■ **Votre tâche**:
Selon l’extrait choisi, dans quelle école de Winnipeg Kenny Benson enseigne-t-il en maternelle ?

■ **Extrait choisi**:
===

Par : Maggie Macintosh – Initiative de journalisme local

Kenny Benson, un homme, enseigne en maternelle à l’école St. George School de Winnipeg. En fait, depuis le départ à la retraite, il y a plusieurs années, d’un ancien collègue masculin – qui l’appelait en plaisantant L’autre –, il est le dernier enseignant homme en maternelle dans toute la Division scolaire Louis-Riel.

« En tant que seul homme, je pense que j’ai la responsabilité d’être plus présent dans la bâtisse, affirme M. Benson.

« Je ne reste pas dans ma salle de classe quand j’ai la possibilité de sortir. Je suis dehors en train de parler… à la récréation, dans les couloirs, je parle à tous les garçons. »

Cette année, une douzaine d’enseignants de maternelle qui s’identifient comme des hommes travailleront dans les écoles publiques de la ville.

===

■ **Matériel fourni**:

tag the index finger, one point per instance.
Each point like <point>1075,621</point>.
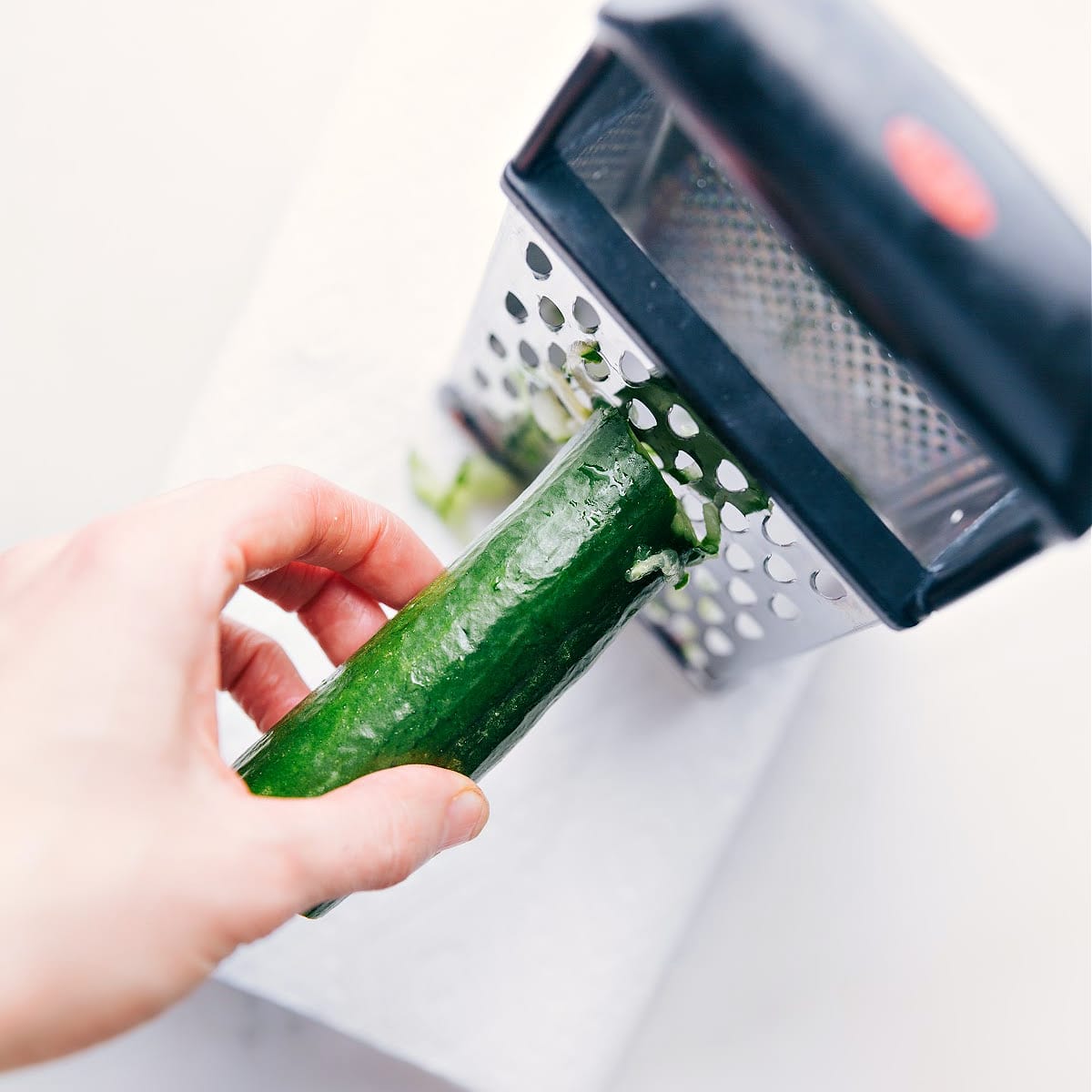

===

■ **Résultat attendu**:
Il enseigne à l’école St. George School de Winnipeg.